**STATED GOAL 1**:
Please rescale the entries starting at the line that contains "Where can you see the purple" and ending at the last line of the entries. Rewrite each of those lines, requests included, with every coordinate in the answers multiplied by 1.5 and rounded to a whole number, halves rounded up.

**DOCUMENT SEGMENT**:
Tag: Brain Pickings

  • Legacy, Mastery, Success

    At Brain Pickings, that treasure trove of awesomeness, I found this quote attributed to Ray Bradbury on legacy, through a character in Fahrenheit 451:

    Everyone must leave something behind when he dies, my grandfather said. A child or a book or a painting or a house or a wall built or a pair of shoes made. Or a garden planted. Something your hand touched some way so your soul has somewhere to go when you die, and when people look at that tree or that flower you planted, you’re there.

    The subject of legacy keeps popping up here, and my understanding, especially since the last post has been that it is not something that one works towards, but happens as a (side) result of doing something that you love to do. In that sense, I would read between the lines above and add that ‘doing what you love to do’ as a prequel to the quote.

    One of the best posts I have recently read was Hugh MacLeod’s ‘On Mastery‘. I immediately riffed on it over at the other blog. It articulated things that I know for certain were muddled up somewhere in me, wanting to be told but finding words missing. He starts with trying to define success “Suc­cess”. What does it take to be suc­cess­ful, pros­perous, happy, have a sense of pur­pose etc?, separates it from the by products like fame and money and arrives at “It’s something that truly belongs to you”. For the master (as someone commented on the post) it’s more about the process than the product. Low key, known by a few, but masters in their chosen domain. “It’s something that truly belongs to you, always.”

    In the ever hyper world of real time media, micro-celebrities and experts, fame and money are many times the definitions of ‘success’, and though I do know at least a few people who have bucked that trend, it was heartening to read posts that told me that such thoughts weren’t really alien.

    There is an interesting article I read on the subject on HBR titled “You Are Not a Failure” which had an intriguing classification of  types of creativity — “conceptual” (in which a young person has a clear vision and executes it early, a la Picasso or Zuckerberg) and “experimental” (think Cezanne or Virginia Woolf, practicing and refining their craft over time and winning late-in-life success).

    Thanks to the deluge of information and opinions, it is ridiculously easy to give up on yourself and lose confidence. As Godin writes in “Do we have to pander?“, it is also easy to compromise, and then defend.   I think this is not just for greatness (people or things), but also holds true for personal belief systems and mores. And probably, at the very end, the perseverance really doesn’t achieve anything other than the satisfaction of setting one’s own definition of success and spending time and energy on it. But I have a feeling it’s worth it. A legacy in itself.

    until next time, this happens to be post #1000 here 🙂

  • Book values

    Sometime back, a colleague excitedly pointed me to Bookshelf P0rn, and I remembered bookmarking it a year back. The room with massive bookshelves has been one of the key attractions of the ‘when we buy our final home’ thoughts. (‘buying homes for life stages’ is another post 🙂 )

Dataset excerpts on pointing to objects
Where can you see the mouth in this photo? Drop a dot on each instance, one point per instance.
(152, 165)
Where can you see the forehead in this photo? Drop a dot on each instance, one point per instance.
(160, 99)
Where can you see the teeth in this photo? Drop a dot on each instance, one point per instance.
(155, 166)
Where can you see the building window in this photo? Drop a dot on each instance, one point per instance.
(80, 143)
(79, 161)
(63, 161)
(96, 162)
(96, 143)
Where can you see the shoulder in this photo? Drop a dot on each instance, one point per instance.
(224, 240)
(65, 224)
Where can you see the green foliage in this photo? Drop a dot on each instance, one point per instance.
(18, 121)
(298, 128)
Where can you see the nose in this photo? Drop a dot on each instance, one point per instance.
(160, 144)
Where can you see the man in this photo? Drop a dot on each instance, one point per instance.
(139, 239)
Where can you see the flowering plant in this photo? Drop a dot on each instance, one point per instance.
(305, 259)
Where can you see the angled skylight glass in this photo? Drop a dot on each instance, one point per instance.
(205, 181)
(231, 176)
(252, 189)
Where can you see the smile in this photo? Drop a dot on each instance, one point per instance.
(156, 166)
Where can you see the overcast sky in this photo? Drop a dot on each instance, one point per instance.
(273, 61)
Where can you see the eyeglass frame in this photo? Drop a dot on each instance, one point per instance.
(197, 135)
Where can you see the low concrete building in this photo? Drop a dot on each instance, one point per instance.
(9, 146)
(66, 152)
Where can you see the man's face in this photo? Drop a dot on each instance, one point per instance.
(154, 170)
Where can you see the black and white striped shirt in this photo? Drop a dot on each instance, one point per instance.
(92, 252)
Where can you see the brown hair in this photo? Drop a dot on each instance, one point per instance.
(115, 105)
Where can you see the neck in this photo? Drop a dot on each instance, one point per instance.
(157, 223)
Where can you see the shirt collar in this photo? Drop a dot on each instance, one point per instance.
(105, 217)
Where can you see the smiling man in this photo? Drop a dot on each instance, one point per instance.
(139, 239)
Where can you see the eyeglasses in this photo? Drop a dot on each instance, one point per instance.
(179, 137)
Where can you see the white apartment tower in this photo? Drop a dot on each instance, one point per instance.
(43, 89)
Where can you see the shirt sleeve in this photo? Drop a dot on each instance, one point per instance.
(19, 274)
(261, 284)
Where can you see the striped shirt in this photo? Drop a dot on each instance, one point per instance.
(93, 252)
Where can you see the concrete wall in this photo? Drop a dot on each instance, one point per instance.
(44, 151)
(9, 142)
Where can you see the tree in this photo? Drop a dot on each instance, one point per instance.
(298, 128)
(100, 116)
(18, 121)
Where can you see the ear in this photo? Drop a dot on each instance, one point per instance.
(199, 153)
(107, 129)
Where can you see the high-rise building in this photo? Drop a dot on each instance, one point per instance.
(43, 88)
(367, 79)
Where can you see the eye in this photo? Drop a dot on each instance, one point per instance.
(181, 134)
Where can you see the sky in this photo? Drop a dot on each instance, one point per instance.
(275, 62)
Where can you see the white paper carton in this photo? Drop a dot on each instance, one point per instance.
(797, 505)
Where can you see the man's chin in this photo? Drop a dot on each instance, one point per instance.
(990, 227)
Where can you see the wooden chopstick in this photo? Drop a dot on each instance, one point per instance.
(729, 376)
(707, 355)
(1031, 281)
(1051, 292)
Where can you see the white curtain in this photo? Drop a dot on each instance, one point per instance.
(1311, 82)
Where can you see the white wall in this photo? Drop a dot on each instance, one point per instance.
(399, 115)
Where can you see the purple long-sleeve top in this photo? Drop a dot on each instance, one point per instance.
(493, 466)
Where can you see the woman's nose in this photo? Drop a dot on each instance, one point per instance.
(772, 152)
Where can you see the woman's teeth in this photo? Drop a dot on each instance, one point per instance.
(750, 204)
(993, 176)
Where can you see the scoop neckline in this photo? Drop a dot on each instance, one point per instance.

**STATED GOAL 2**:
Answer these questions about the blog post above:
(a) Which novel is the Ray Bradbury quote on legacy taken from?
(b) What is the title of the HBR article mentioned in the blog post?
(c) What number does the post say it is?

**WRITTEN SOLUTION 1**:
Where can you see the purple long-sleeve top in this photo? Drop a dot on each instance, one point per instance.
(740, 699)
Where can you see the woman's nose in this photo? Drop a dot on each instance, one point per instance.
(1158, 228)
Where can you see the woman's teeth in this photo? Drop a dot on each instance, one point per instance.
(1125, 306)
(1490, 264)
Where can you see the scoop neckline in this photo? Drop a dot on each instance, one point per instance.

**WRITTEN SOLUTION 2**:
(a) Fahrenheit 451
(b) "You Are Not a Failure"
(c) Post #1000